═════ Records to use
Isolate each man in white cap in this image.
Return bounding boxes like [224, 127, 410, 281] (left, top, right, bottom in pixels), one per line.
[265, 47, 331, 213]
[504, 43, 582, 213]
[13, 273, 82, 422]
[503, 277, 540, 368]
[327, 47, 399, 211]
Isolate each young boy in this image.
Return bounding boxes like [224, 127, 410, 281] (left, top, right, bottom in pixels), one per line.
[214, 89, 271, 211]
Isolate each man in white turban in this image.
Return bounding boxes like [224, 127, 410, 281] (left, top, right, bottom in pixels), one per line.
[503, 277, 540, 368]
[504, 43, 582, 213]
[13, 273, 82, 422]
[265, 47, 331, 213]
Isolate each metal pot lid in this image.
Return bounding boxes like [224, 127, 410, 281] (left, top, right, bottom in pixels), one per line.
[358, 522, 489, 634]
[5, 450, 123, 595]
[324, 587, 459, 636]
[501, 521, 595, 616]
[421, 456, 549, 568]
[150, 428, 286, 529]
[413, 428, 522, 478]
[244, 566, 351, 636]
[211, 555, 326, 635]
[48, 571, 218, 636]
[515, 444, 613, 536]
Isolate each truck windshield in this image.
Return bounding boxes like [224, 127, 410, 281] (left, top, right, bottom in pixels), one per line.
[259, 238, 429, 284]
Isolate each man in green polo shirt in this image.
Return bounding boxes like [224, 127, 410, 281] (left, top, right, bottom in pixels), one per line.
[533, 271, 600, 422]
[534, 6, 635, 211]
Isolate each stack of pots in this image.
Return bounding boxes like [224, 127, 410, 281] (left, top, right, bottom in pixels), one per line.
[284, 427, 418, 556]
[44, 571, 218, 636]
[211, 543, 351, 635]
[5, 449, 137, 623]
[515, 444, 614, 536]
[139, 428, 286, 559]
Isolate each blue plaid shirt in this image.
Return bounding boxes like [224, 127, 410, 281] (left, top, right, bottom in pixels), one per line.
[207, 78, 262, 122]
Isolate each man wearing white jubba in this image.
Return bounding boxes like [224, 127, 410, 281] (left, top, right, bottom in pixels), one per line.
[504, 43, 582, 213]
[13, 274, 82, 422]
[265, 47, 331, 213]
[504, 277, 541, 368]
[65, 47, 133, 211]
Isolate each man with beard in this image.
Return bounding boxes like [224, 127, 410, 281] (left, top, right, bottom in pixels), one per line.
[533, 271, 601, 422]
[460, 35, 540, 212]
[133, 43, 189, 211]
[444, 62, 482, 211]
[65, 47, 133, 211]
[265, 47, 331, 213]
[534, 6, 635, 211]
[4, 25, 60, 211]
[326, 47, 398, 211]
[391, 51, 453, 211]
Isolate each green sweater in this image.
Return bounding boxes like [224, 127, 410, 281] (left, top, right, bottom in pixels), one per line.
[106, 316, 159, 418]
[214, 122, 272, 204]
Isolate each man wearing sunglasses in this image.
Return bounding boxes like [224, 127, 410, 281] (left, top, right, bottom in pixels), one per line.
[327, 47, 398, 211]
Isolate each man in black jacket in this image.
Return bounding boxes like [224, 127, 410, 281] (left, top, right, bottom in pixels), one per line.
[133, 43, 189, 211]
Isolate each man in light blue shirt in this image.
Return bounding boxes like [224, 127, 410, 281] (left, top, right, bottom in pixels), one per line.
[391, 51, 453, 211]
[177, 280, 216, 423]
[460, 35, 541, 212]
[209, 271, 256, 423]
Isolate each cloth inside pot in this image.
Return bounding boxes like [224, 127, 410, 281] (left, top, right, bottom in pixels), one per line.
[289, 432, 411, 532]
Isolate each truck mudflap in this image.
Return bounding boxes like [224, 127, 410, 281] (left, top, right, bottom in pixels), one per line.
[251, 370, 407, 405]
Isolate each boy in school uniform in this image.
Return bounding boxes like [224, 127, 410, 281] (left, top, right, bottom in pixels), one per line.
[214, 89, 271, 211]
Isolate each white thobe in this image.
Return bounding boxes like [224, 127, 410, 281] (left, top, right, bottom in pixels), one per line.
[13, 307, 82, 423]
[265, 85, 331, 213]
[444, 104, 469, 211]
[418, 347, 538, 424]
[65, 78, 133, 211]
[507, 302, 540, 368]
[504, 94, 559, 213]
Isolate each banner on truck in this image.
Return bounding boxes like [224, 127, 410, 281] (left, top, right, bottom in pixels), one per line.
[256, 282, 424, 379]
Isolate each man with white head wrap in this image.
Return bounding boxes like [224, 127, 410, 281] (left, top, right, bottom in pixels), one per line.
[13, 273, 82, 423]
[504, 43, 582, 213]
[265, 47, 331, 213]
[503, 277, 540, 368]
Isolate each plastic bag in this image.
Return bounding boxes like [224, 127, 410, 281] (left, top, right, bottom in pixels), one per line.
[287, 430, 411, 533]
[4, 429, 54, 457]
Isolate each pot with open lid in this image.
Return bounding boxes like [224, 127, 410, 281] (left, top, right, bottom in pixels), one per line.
══════════
**Instructions to follow**. Rewrite the lines from the line with "Isolate each man wearing sunglasses" up to and including the line with "[256, 282, 424, 379]", keeping the requests and their format samples unchanged. Multiply every bounding-box coordinate in the answers by 2.2 and round each to the nearest whole number, rounding halves up.

**Exercise response**.
Isolate each man wearing sunglasses in this image.
Return bounding boxes like [224, 127, 410, 281] (left, top, right, bottom in pixels), one per line.
[719, 103, 876, 464]
Isolate each man in black jacket in this image.
Return bounding boxes like [224, 127, 410, 281] (left, top, right, bottom in pixels), one per line.
[293, 95, 416, 464]
Isolate each man in light blue shirt in this image.
Return bounding boxes like [224, 127, 410, 281] (left, top, right, bottom in pixels), one per line.
[860, 112, 997, 464]
[389, 616, 475, 931]
[1012, 77, 1190, 466]
[460, 596, 563, 931]
Isolate each cloth inside pot in this image.
Return bounding boxes like [224, 127, 410, 281] (left, top, right, bottom in pixels), one per line.
[636, 950, 904, 1170]
Isolate each truck mudflap in this image.
Return bounding boxes like [224, 127, 410, 281] (left, top, right, bottom in pixels), one per line.
[552, 814, 895, 891]
Isolate each boy in school uniform in this image.
Return bounding boxes like [224, 127, 410, 281] (left, top, right, bottom in pixels), one per line.
[471, 196, 596, 464]
Isolate each white thobe in this image.
Return bounding boxes like [224, 127, 410, 281] (left, top, right, bottom in pixels), one per line.
[29, 675, 180, 931]
[583, 187, 728, 469]
[977, 229, 1032, 464]
[920, 763, 1184, 933]
[143, 172, 293, 464]
[1115, 664, 1188, 810]
[1109, 207, 1230, 469]
Isolate each banner on truck in this image.
Return bounding boxes like [224, 127, 410, 281] (left, top, right, bottom in pixels), one per line.
[563, 620, 933, 834]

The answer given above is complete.